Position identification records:
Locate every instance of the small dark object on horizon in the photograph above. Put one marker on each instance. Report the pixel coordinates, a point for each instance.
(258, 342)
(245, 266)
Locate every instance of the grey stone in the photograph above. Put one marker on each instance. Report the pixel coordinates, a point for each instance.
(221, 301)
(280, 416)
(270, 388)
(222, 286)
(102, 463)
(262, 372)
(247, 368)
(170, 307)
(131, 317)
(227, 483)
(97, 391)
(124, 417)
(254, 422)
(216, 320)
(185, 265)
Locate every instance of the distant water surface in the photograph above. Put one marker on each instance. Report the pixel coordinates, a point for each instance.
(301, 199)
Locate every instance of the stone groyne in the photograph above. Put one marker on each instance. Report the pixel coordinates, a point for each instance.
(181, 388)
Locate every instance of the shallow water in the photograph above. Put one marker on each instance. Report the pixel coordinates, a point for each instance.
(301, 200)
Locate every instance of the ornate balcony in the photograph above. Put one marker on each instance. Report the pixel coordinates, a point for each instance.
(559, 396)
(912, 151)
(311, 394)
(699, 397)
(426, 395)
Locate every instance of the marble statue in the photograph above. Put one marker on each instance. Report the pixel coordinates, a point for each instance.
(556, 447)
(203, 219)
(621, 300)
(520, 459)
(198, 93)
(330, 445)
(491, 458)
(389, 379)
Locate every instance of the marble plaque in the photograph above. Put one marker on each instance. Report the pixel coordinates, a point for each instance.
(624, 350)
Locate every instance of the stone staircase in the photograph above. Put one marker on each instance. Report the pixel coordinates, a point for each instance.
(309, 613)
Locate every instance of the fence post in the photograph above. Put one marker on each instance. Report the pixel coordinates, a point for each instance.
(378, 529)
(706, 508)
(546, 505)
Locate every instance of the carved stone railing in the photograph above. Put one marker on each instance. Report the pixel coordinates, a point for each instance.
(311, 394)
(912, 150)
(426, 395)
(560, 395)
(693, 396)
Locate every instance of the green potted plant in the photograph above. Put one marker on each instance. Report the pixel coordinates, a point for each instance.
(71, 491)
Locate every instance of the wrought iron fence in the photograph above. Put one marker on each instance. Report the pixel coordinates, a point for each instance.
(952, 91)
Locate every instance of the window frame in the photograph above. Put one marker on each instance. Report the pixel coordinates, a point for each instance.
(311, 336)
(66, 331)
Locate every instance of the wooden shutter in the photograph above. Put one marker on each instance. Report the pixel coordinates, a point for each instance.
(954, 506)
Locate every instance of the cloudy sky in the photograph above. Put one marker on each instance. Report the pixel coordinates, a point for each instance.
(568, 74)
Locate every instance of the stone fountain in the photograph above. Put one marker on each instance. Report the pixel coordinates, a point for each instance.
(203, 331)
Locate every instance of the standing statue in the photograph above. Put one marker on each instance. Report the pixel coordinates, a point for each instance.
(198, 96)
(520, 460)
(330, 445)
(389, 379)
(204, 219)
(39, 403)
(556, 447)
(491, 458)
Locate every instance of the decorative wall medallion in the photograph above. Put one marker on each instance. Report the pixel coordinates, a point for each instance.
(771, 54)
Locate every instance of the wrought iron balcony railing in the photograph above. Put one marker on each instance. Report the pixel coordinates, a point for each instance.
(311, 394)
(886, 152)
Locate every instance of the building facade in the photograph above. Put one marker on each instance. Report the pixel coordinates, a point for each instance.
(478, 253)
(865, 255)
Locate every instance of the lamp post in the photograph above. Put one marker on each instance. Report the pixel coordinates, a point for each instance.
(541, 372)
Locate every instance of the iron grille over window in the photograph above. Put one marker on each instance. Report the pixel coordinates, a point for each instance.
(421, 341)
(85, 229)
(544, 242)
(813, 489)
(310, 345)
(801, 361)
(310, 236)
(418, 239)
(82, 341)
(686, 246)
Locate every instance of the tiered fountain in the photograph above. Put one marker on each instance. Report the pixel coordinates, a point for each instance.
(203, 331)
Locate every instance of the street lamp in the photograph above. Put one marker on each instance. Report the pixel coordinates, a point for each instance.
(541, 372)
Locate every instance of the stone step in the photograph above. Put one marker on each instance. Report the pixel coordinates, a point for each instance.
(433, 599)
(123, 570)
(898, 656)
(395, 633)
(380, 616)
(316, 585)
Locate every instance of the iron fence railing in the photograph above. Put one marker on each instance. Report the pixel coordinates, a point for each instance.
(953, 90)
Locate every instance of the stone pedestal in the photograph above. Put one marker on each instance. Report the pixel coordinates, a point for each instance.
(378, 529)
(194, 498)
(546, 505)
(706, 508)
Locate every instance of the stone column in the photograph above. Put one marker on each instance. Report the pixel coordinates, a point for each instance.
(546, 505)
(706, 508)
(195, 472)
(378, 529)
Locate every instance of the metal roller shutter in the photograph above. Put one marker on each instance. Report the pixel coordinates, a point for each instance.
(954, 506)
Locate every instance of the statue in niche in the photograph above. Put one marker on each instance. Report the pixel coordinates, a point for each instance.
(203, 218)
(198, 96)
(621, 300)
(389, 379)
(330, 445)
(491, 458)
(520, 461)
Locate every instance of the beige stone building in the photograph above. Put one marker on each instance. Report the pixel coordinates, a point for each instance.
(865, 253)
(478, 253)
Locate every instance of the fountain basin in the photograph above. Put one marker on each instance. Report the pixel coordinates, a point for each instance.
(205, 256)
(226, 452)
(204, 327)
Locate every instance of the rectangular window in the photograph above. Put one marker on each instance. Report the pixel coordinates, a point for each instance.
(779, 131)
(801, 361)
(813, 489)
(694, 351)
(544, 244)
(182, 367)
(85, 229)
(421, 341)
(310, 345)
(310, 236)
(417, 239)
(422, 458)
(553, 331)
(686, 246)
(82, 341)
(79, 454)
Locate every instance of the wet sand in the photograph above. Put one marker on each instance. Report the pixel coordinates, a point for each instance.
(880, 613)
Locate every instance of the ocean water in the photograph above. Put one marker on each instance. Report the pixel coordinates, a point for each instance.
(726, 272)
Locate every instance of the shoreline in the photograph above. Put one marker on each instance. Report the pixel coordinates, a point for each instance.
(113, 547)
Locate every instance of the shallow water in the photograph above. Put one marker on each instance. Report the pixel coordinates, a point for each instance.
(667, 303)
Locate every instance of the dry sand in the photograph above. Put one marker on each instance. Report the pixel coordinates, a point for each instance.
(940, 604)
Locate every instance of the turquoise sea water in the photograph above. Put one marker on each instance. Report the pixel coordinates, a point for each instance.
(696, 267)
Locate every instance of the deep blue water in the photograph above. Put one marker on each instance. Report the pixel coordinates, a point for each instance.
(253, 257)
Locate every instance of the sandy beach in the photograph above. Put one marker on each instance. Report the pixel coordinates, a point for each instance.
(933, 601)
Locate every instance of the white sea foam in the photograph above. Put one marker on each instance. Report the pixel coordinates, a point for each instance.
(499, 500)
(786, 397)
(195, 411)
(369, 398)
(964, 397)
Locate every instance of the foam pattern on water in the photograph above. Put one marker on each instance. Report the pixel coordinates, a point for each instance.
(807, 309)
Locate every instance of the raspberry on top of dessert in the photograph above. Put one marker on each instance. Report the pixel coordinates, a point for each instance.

Task instructions – Produce an exact copy of the whole listing.

The response –
Locate every instance of the small dark object on horizon in the photograph above. Put one marker on each instance. Report the pixel coordinates, a point for each instance.
(258, 342)
(245, 266)
Locate every instance of the grey stone in the photograph above. Put one marker on each instance. Report the pixel coordinates, a point for each instance.
(221, 301)
(280, 416)
(270, 388)
(222, 286)
(102, 463)
(262, 372)
(247, 368)
(170, 307)
(131, 317)
(227, 483)
(97, 391)
(124, 417)
(254, 422)
(216, 320)
(185, 265)
Locate every instance of the distant water surface in the photograph above. Put one marker on each instance. Report the pixel coordinates, a point for each instance.
(301, 199)
Locate every instance of the stone groyne in the photograph above. Put one marker on each instance. Report the pixel coordinates, a point for each instance.
(181, 388)
Locate every instance of the shallow water in the photograph above. Put one marker on each instance. Report the pixel coordinates, a point for each instance.
(301, 200)
Locate every instance of the ornate balcony in the photograph above. Put one marker on each instance. Report the pixel coordinates, a point for each instance.
(559, 396)
(912, 151)
(311, 394)
(699, 397)
(426, 395)
Locate every instance of the marble statue in the photograph above. Put one marker on each instance. Report the pixel coordinates, a point for each instance.
(556, 447)
(203, 219)
(621, 300)
(520, 459)
(198, 93)
(330, 445)
(491, 458)
(389, 379)
Locate every instance of the marble plaque in the photograph above. Put one marker on each instance. Report the pixel coordinates, a point for each instance.
(624, 350)
Locate every instance of the stone staircase in the photograph above. Put one marker on each instance. Report the pixel coordinates, a point for each instance.
(309, 613)
Locate every instance of the fence post in the photograph above. Put one marker on each instance. Report the pixel coordinates, a point for each instance.
(378, 529)
(706, 508)
(546, 505)
Locate every instance of the carved stone railing in the photograph above. Put one marker on each instance. Report the pixel coordinates, a point for each instance.
(311, 394)
(912, 150)
(426, 395)
(560, 395)
(693, 396)
Locate every instance of the green potted plant in the photograph above. Put one marker on each instance. Report the pixel coordinates, a point for each instance.
(71, 491)
Locate every instance of the wrought iron fence in the photograph above. Put one marker on each instance. Report the pixel coordinates, a point for each instance.
(952, 91)
Locate every instance of the window frame in the photograph above. Put one marker on each instance. Report the pixel coordinates, a point for each instance.
(311, 336)
(66, 331)
Locate every instance of the wooden shutter in the photograph above. Put one marker on each instance. Report the pixel coordinates, a point for each instance.
(954, 506)
Locate every instance of the cloudy sky in the photograph above. Put one marker on each instance. Report the pixel coordinates, a point for each instance.
(568, 74)
Locate every instance of the stone fountain in the photograph above. Put one marker on each instance. Report the pixel coordinates, a point for each instance.
(203, 331)
Locate every instance of the standing statue in the photograph above. Put one marker on each instance. Report the pixel coordinates, a point for each instance.
(198, 96)
(520, 460)
(330, 445)
(389, 379)
(204, 219)
(39, 403)
(556, 447)
(491, 458)
Locate every instance of the decorative wall medallion in the photograph above. Put one marker on each instance. Report the pixel coordinates, a point for each instance.
(771, 54)
Locate every instance of the wrought iron balcony railing in the photograph above. Put one marker on each instance. Report the pixel coordinates, a point for each instance.
(311, 394)
(886, 152)
Locate every instance of the building facade in the photograph above. Put one marker on each instance. Report the pixel coordinates, a point for each instance.
(478, 253)
(865, 255)
Locate every instance of the lamp post in the photograph above. Put one marker on each instance. Report the pixel coordinates, a point for each instance.
(541, 372)
Locate every instance of the iron grille over window in the photograph above. Put one marker on each instance. Report the pixel coordinates, a point for each instance.
(421, 341)
(85, 229)
(544, 242)
(813, 489)
(310, 345)
(801, 361)
(310, 236)
(418, 239)
(82, 341)
(686, 246)
Locate every instance of the tiered fountain in the photograph above. Put one marker on each instance. Report the pixel coordinates, a point for each instance.
(203, 331)
Locate every instance of the street lamp in the photograph above. Put one marker on each instance. Report the pixel coordinates, a point for each instance.
(541, 372)
Locate every instance of the stone step in the photograph above. Put one marker on each instance. Report the pixel coordinates, a point for each instance.
(433, 599)
(123, 570)
(898, 656)
(395, 633)
(380, 616)
(316, 585)
Locate every instance of the iron fence railing in the photograph above. Put one marker on each instance. Report the pixel coordinates, a point for each instance.
(953, 90)
Locate every instance of the stone pedestal in the photograph above. Put one marker on each instance. Report the pixel coordinates, a point for each instance.
(378, 529)
(194, 498)
(546, 505)
(706, 508)
Locate every instance of the stone column in the photograph above. Put one marker on each instance. Report the pixel coordinates, a point for each instance.
(546, 505)
(706, 508)
(195, 472)
(378, 529)
Locate every instance of the metal roller shutter in the photograph above. Put one marker on each instance. Report the pixel coordinates, a point for each instance.
(954, 506)
Locate every instance of the statue in niche in the photograph above. Put one marker on each instance. Report the pixel coordinates, a point for each instance.
(203, 218)
(198, 96)
(621, 300)
(389, 379)
(330, 445)
(491, 458)
(520, 461)
Locate every instance of the beige stone building in the photograph above. Put one marker on each instance. Report the pixel coordinates, a point for each instance.
(865, 253)
(478, 253)
Locate every instance of the fountain basin in the photograph above. Put one marker on each instance. Report the pixel coordinates, a point for each instance.
(205, 256)
(226, 452)
(204, 327)
Locate every instance of the rectangular window in the photograph above. Put one marker on each instance. Report the pixel coordinates, a point for each instance.
(779, 131)
(801, 361)
(813, 489)
(694, 351)
(544, 244)
(182, 367)
(85, 229)
(421, 341)
(310, 345)
(310, 236)
(417, 239)
(422, 458)
(553, 331)
(686, 246)
(82, 341)
(79, 454)
Locate every instance of the wet sand in the photograph above. Put one marker on each instance. Report the pixel coordinates, a point for each instance.
(880, 613)
Locate every instance of the ocean water in the photograph above. Put one marker on each instance. Report the pixel coordinates, a point for each instance.
(726, 272)
Locate every instance of the shoreline in the photograph above. Put one marker on each instance. Report the pixel coordinates, a point for each instance.
(113, 547)
Locate every instance of the shallow water in the photograph above. Put one marker on each instance. Report the pixel coordinates, a point for each instance.
(667, 303)
Locate every instance of the dry sand in the photograph above. Put one marker on each instance. Report the pixel coordinates, a point for each instance.
(940, 604)
Locate every instance of the turquoise sea water in the photograph above. Put one marker on each instance. Report the pixel coordinates, a point for each instance.
(696, 267)
Locate every instance of the deep blue water in the photograph above. Put one marker on each instance. Report the pixel coordinates, a point for each instance.
(253, 257)
Locate every instance of the sandy beach in the photograph above. Put one marker on each instance. Report the pixel coordinates, a point for each instance.
(933, 601)
Locate every instance of the white sea foam in the photograph above. Put one marker on each instance. Report the pixel coordinates, a point for each instance.
(499, 500)
(786, 397)
(195, 411)
(369, 398)
(964, 397)
Locate every instance of the foam pattern on water in the photograph above. Put one marker on each instance. Report the pixel coordinates, a point for each instance.
(807, 309)
Locate every instance of the raspberry on top of dessert in the photograph above. Put one marker on each instance. Report the pixel coordinates, a point for each instance.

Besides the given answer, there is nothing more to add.